**AIM OF THE EXERCISE**: Please repeat, word for word, the portion of the report on child deaths in Gambia from "A spike in cases" to "could be involved.".

Gambia Probes Link Between Child Deaths and a Paracetamol Syrup

Gambia Probes Link Between Child Deaths and a Paracetamol Syrup
A lab technician holds a bacteria culture that shows a positive infection of enterohemorrhagic E. coli, also known as the EHEC bacteria, from a patient at the University Medical Center Hamburg-Eppendorf in Hamburg, Germany, on June 2, 2011. (Sean Gallup/Getty Images)
Reuters
9/8/2022
Updated:
9/8/2022

BANJUL—Gambia’s government is investigating whether the deaths of dozens of young children from kidney failure in recent months are linked to a paracetamol syrup, the head of the country’s health service said on Thursday.

A spike in cases of acute kidney injury among children under the age of five was detected in late July. As cases mounted, doctors began to suspect medicines could be involved.

**SUPPLIED INFORMATION**:

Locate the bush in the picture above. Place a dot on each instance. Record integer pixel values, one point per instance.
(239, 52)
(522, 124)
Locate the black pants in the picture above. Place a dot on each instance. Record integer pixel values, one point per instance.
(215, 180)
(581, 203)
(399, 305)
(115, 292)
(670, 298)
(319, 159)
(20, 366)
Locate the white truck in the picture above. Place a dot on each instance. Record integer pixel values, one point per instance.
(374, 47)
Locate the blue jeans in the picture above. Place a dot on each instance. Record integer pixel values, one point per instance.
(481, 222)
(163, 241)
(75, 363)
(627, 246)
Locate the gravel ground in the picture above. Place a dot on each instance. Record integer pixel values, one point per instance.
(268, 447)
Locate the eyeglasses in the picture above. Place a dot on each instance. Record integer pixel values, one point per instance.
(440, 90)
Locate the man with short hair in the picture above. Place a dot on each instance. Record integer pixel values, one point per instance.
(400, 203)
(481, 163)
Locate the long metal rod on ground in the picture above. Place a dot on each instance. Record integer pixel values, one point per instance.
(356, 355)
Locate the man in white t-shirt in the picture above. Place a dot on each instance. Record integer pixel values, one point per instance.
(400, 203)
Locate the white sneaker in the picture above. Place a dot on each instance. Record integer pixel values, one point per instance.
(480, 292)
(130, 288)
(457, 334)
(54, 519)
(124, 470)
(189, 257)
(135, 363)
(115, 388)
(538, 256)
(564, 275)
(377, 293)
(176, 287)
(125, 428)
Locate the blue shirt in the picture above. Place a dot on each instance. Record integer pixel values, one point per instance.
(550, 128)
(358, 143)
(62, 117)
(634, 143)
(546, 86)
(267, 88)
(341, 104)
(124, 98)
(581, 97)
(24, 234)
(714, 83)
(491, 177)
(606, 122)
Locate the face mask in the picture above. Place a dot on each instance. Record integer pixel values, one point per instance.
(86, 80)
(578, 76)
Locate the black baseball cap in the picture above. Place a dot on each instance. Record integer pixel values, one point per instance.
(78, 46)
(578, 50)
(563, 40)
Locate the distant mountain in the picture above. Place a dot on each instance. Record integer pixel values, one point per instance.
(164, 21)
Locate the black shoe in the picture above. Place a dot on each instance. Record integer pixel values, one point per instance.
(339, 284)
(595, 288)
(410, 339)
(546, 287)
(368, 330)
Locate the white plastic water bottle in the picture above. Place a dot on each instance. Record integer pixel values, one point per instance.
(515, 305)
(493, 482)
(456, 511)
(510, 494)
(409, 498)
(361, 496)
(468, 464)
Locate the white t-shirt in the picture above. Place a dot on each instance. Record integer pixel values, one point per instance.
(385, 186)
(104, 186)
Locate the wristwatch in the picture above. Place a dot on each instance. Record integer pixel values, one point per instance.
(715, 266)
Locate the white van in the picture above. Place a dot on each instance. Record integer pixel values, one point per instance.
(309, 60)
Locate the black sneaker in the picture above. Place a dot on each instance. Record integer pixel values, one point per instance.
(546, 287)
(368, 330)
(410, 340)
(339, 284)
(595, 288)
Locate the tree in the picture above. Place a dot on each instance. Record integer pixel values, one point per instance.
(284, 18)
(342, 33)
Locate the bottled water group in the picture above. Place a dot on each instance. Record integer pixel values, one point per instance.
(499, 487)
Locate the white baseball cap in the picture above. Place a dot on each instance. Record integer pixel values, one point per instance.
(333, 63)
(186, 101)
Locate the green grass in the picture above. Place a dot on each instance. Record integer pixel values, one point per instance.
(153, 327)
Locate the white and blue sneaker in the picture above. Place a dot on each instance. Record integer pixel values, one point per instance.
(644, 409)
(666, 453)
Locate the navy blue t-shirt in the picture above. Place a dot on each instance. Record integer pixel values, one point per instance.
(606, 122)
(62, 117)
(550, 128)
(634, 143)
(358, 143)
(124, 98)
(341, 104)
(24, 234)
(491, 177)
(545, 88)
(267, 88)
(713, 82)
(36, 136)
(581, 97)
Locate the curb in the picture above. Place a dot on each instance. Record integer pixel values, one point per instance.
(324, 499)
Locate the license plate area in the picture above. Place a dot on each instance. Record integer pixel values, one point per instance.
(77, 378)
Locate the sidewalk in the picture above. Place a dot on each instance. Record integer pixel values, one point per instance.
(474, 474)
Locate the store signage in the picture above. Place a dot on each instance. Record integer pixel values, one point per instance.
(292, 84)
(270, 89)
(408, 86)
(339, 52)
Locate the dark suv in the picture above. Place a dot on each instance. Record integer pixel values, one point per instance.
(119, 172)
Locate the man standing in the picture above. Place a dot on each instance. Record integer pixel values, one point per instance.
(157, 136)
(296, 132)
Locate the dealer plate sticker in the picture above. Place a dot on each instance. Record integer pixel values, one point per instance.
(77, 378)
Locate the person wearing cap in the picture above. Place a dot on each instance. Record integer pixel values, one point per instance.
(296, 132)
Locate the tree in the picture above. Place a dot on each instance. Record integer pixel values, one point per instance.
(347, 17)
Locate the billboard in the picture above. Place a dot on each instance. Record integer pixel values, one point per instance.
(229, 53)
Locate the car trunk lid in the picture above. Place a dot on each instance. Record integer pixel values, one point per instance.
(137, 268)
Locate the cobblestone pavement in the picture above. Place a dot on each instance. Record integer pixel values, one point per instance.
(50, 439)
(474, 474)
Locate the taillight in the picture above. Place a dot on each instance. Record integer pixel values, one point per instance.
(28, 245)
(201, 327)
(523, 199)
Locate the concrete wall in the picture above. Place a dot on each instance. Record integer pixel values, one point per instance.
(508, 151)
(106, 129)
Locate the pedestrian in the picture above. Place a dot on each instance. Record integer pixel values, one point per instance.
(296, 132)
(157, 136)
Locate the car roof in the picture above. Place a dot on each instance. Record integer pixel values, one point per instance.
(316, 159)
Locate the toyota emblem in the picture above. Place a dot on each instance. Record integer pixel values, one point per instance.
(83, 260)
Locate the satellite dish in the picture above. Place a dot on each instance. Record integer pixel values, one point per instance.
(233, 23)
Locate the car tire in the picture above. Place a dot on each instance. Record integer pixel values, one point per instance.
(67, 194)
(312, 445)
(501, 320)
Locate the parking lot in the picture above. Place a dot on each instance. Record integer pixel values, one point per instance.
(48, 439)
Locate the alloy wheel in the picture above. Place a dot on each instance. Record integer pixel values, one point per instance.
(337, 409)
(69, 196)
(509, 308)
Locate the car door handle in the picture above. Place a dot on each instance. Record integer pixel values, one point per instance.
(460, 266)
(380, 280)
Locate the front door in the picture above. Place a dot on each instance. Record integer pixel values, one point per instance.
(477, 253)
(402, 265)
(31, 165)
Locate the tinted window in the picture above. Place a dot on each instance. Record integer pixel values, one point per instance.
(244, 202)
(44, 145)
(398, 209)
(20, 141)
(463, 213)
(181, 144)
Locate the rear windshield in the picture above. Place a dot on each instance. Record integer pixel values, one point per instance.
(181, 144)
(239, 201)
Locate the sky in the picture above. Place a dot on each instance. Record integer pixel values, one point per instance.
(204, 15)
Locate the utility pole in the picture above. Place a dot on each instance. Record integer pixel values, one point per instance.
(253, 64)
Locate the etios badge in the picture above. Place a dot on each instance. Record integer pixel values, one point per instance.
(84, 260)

**WORKED SOLUTION**:
A spike in cases of acute kidney injury among children under the age of five was detected in late July. As cases mounted, doctors began to suspect medicines could be involved.